### Exercise requirements:
Collect every line of the records below that contains the word "atrium", and copy each one.
+---+
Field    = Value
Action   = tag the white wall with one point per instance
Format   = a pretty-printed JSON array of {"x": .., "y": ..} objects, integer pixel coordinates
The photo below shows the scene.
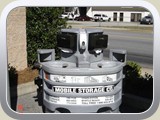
[{"x": 126, "y": 15}]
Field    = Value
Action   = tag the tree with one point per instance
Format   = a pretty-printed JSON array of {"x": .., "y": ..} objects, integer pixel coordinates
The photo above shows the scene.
[{"x": 43, "y": 24}]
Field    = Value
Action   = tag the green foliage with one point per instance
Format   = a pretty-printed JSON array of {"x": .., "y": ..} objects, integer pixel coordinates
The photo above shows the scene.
[
  {"x": 42, "y": 26},
  {"x": 135, "y": 83}
]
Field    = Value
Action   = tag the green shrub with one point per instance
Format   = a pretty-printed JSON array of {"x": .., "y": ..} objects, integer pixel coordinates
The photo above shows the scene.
[
  {"x": 135, "y": 83},
  {"x": 42, "y": 26}
]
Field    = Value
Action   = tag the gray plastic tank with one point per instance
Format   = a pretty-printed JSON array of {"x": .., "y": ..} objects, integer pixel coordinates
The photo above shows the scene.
[{"x": 82, "y": 81}]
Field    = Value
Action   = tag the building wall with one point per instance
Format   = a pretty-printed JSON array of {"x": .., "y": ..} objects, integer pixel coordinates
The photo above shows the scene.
[
  {"x": 16, "y": 38},
  {"x": 126, "y": 14}
]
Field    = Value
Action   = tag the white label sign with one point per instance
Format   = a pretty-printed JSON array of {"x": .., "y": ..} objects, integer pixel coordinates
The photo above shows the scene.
[
  {"x": 94, "y": 89},
  {"x": 82, "y": 101}
]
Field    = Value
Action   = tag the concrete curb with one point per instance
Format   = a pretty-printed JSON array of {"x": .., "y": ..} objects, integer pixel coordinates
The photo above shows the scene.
[{"x": 23, "y": 89}]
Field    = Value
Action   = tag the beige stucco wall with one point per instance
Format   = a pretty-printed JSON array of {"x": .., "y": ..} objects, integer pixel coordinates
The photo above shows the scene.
[{"x": 16, "y": 38}]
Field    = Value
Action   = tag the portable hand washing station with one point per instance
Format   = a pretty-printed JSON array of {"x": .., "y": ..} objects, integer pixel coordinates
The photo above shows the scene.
[{"x": 81, "y": 81}]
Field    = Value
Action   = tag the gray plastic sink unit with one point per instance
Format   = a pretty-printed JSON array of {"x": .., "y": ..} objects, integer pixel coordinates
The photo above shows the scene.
[
  {"x": 82, "y": 81},
  {"x": 96, "y": 68}
]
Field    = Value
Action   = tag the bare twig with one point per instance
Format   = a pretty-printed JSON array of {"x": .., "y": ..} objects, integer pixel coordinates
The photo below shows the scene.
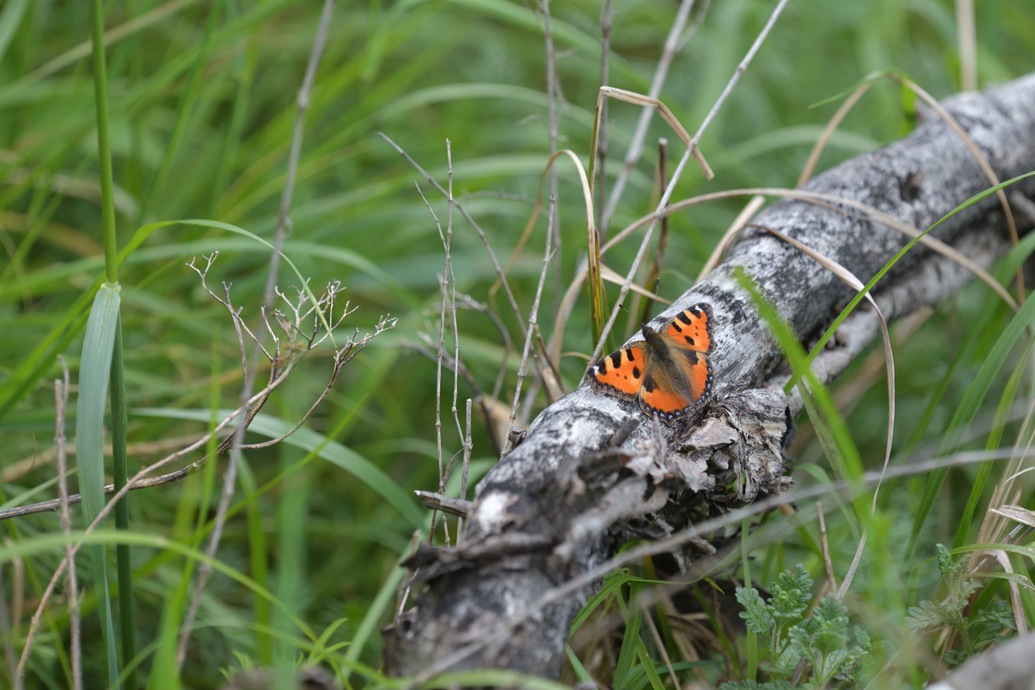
[
  {"x": 677, "y": 174},
  {"x": 467, "y": 216},
  {"x": 230, "y": 477},
  {"x": 672, "y": 43},
  {"x": 532, "y": 324}
]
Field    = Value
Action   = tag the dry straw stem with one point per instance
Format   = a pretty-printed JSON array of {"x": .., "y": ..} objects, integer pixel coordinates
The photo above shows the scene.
[{"x": 676, "y": 39}]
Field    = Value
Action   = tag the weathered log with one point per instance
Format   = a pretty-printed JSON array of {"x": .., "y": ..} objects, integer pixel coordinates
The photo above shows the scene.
[{"x": 594, "y": 470}]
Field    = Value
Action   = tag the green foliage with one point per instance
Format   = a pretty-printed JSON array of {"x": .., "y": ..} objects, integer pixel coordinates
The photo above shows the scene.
[
  {"x": 824, "y": 641},
  {"x": 976, "y": 629}
]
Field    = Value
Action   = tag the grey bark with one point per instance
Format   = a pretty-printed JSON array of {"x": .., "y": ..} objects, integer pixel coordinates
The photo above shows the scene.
[{"x": 593, "y": 470}]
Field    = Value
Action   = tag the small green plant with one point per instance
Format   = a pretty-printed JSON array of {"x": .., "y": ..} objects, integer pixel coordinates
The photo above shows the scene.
[
  {"x": 975, "y": 630},
  {"x": 817, "y": 648}
]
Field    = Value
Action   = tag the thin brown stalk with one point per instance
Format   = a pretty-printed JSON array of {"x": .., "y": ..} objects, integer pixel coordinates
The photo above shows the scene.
[
  {"x": 283, "y": 227},
  {"x": 532, "y": 323},
  {"x": 967, "y": 41},
  {"x": 678, "y": 173},
  {"x": 600, "y": 154},
  {"x": 672, "y": 43},
  {"x": 500, "y": 274}
]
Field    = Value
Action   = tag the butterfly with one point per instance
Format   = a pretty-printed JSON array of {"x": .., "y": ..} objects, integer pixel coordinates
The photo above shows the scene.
[{"x": 668, "y": 372}]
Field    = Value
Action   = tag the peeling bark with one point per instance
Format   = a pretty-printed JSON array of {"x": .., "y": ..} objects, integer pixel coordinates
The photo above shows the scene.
[{"x": 594, "y": 470}]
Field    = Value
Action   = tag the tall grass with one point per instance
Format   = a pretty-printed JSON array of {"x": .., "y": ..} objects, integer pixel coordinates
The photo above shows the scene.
[{"x": 201, "y": 101}]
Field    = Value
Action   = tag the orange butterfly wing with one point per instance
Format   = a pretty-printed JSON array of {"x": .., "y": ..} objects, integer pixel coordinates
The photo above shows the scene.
[
  {"x": 669, "y": 372},
  {"x": 623, "y": 369}
]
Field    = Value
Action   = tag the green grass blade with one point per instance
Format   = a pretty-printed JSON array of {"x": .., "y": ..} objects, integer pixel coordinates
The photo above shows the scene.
[{"x": 93, "y": 380}]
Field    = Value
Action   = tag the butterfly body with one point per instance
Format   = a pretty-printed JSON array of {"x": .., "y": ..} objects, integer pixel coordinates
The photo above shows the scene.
[{"x": 668, "y": 372}]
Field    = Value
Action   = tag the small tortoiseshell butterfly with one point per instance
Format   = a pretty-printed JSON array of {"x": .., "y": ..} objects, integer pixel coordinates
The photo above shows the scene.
[{"x": 668, "y": 372}]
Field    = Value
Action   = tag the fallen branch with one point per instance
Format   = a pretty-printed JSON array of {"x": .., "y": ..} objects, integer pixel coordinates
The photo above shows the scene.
[{"x": 594, "y": 471}]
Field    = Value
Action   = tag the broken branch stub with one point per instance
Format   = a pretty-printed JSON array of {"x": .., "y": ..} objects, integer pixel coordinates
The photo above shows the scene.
[{"x": 594, "y": 470}]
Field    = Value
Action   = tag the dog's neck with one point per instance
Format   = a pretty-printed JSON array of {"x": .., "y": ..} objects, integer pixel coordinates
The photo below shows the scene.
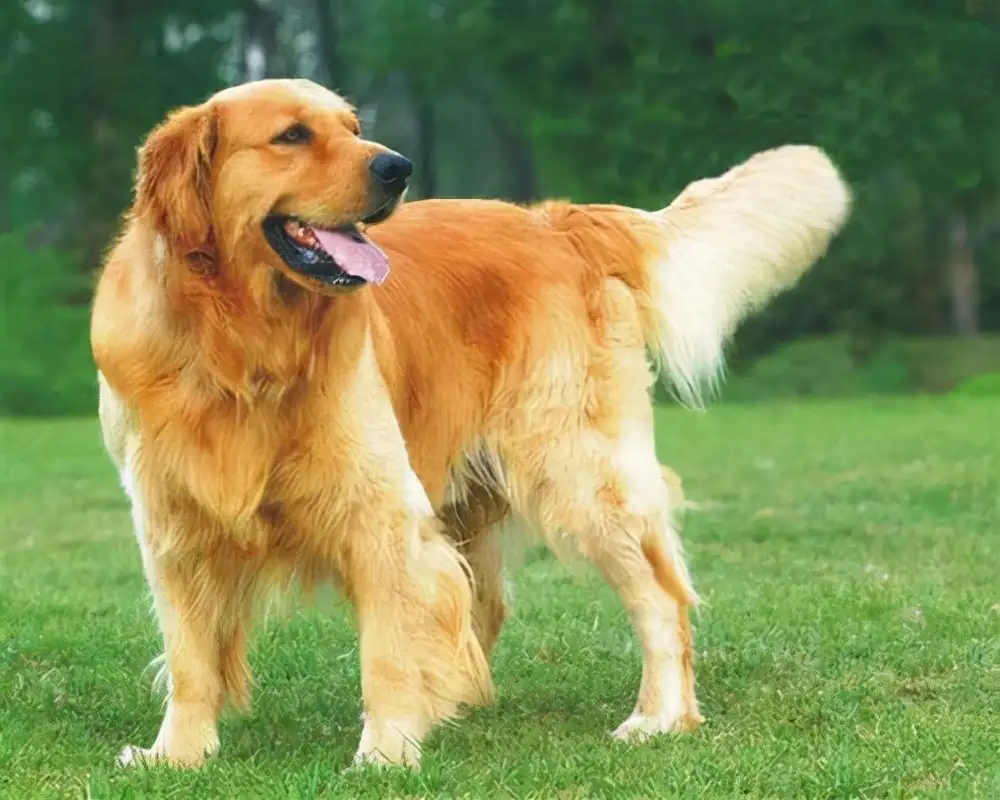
[{"x": 238, "y": 332}]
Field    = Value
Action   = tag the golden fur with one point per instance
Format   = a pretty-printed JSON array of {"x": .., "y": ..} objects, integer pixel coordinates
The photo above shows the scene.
[{"x": 269, "y": 430}]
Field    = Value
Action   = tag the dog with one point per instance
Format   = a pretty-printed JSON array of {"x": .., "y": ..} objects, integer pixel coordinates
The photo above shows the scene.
[{"x": 302, "y": 380}]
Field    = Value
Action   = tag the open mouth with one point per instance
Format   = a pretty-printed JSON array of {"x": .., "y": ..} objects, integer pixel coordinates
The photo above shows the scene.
[{"x": 338, "y": 257}]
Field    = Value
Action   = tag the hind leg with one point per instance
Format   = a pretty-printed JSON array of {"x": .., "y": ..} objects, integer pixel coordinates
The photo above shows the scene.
[{"x": 610, "y": 494}]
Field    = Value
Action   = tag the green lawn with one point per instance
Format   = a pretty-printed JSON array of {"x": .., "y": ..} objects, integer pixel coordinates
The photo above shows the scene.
[{"x": 850, "y": 646}]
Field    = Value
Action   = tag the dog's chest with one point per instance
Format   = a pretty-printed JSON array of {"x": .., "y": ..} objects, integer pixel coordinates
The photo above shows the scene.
[{"x": 258, "y": 479}]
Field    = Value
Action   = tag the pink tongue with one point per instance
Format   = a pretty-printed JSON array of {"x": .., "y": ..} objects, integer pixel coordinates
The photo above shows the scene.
[{"x": 355, "y": 254}]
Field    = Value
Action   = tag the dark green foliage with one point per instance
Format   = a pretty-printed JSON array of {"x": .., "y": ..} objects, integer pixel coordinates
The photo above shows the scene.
[{"x": 45, "y": 362}]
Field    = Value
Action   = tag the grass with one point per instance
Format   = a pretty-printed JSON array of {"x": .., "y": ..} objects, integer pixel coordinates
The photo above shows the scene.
[{"x": 848, "y": 552}]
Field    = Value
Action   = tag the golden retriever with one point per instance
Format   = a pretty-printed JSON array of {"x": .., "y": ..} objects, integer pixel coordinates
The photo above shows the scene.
[{"x": 282, "y": 407}]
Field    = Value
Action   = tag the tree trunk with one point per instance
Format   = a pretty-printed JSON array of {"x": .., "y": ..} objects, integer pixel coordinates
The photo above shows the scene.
[
  {"x": 329, "y": 45},
  {"x": 262, "y": 55},
  {"x": 519, "y": 159},
  {"x": 426, "y": 144},
  {"x": 963, "y": 280}
]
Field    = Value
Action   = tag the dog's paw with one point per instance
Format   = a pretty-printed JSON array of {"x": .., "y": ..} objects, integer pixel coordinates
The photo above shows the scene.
[
  {"x": 391, "y": 744},
  {"x": 639, "y": 728},
  {"x": 132, "y": 756}
]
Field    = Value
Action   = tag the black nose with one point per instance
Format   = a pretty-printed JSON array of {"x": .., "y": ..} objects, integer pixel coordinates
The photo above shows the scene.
[{"x": 391, "y": 169}]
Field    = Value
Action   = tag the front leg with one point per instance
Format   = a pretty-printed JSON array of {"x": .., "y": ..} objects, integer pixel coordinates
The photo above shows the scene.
[
  {"x": 420, "y": 658},
  {"x": 202, "y": 601}
]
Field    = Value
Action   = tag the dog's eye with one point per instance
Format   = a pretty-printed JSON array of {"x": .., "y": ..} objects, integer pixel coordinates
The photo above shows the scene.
[{"x": 296, "y": 134}]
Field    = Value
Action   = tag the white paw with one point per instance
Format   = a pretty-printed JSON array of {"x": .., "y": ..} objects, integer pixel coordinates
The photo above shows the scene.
[
  {"x": 640, "y": 727},
  {"x": 392, "y": 744}
]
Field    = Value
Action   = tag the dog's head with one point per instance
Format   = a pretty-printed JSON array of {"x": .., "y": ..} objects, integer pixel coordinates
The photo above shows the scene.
[{"x": 271, "y": 173}]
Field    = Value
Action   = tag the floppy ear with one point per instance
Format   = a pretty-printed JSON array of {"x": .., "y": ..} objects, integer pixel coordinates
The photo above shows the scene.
[{"x": 174, "y": 183}]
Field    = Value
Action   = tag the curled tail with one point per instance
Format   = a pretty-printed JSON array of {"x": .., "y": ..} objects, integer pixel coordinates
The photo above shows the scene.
[{"x": 724, "y": 248}]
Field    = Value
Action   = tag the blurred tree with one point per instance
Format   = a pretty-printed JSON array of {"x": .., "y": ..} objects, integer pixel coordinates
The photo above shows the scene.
[{"x": 80, "y": 83}]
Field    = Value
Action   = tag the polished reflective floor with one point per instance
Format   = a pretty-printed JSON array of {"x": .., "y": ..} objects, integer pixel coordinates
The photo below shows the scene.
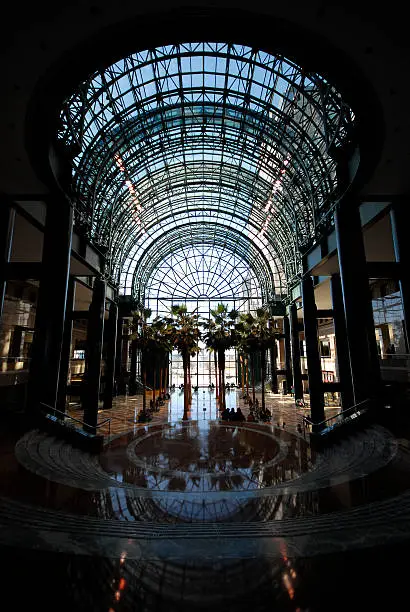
[{"x": 205, "y": 514}]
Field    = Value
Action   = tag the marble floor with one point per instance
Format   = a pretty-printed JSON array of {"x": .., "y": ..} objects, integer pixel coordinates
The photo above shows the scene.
[{"x": 200, "y": 514}]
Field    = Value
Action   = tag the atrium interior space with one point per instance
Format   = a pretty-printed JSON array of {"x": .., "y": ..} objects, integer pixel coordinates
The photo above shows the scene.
[{"x": 204, "y": 308}]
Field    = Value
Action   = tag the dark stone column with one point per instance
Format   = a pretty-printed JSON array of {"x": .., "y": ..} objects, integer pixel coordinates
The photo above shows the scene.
[
  {"x": 7, "y": 218},
  {"x": 398, "y": 217},
  {"x": 66, "y": 346},
  {"x": 95, "y": 336},
  {"x": 273, "y": 369},
  {"x": 111, "y": 339},
  {"x": 133, "y": 368},
  {"x": 297, "y": 371},
  {"x": 288, "y": 366},
  {"x": 364, "y": 359},
  {"x": 317, "y": 410},
  {"x": 342, "y": 346},
  {"x": 119, "y": 348},
  {"x": 51, "y": 302}
]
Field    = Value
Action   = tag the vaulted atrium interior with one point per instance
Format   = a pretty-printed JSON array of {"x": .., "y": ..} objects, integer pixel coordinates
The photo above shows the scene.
[{"x": 204, "y": 307}]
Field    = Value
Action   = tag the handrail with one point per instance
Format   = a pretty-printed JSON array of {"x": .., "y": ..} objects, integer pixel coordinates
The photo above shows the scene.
[
  {"x": 68, "y": 416},
  {"x": 342, "y": 412}
]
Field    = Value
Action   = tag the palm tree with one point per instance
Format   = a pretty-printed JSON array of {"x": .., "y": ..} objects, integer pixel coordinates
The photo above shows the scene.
[
  {"x": 220, "y": 335},
  {"x": 154, "y": 341},
  {"x": 256, "y": 335},
  {"x": 185, "y": 335}
]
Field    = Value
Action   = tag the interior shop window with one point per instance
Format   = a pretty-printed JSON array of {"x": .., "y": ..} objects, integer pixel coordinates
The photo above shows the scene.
[{"x": 324, "y": 348}]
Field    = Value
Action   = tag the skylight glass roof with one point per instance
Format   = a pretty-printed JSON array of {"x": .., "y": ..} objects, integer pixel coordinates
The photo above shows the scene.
[{"x": 199, "y": 145}]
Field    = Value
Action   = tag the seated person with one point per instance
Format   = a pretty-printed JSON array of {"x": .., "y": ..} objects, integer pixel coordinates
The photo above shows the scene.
[
  {"x": 239, "y": 415},
  {"x": 225, "y": 414}
]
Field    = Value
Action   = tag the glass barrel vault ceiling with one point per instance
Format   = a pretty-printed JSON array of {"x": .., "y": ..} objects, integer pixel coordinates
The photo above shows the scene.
[{"x": 210, "y": 146}]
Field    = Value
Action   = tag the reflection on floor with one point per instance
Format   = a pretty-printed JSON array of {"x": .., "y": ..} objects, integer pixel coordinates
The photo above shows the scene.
[
  {"x": 201, "y": 514},
  {"x": 123, "y": 415}
]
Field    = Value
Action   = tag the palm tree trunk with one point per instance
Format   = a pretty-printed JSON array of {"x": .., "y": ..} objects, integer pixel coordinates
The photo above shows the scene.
[
  {"x": 216, "y": 373},
  {"x": 247, "y": 376},
  {"x": 144, "y": 391},
  {"x": 185, "y": 362},
  {"x": 189, "y": 381},
  {"x": 263, "y": 372},
  {"x": 253, "y": 376},
  {"x": 221, "y": 360},
  {"x": 242, "y": 362},
  {"x": 154, "y": 382}
]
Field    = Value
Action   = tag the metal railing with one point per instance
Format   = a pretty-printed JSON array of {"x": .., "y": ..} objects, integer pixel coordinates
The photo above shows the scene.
[
  {"x": 83, "y": 423},
  {"x": 337, "y": 419}
]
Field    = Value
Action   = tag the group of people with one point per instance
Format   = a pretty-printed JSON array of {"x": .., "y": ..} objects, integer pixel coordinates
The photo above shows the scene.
[
  {"x": 154, "y": 405},
  {"x": 256, "y": 412},
  {"x": 231, "y": 415}
]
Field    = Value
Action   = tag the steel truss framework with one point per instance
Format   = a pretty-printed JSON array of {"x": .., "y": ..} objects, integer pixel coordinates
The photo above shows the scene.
+---+
### Complete answer:
Action   = tag the atrium interior space with one point per instance
Action   = tag the vaulted atrium interior with one point per instance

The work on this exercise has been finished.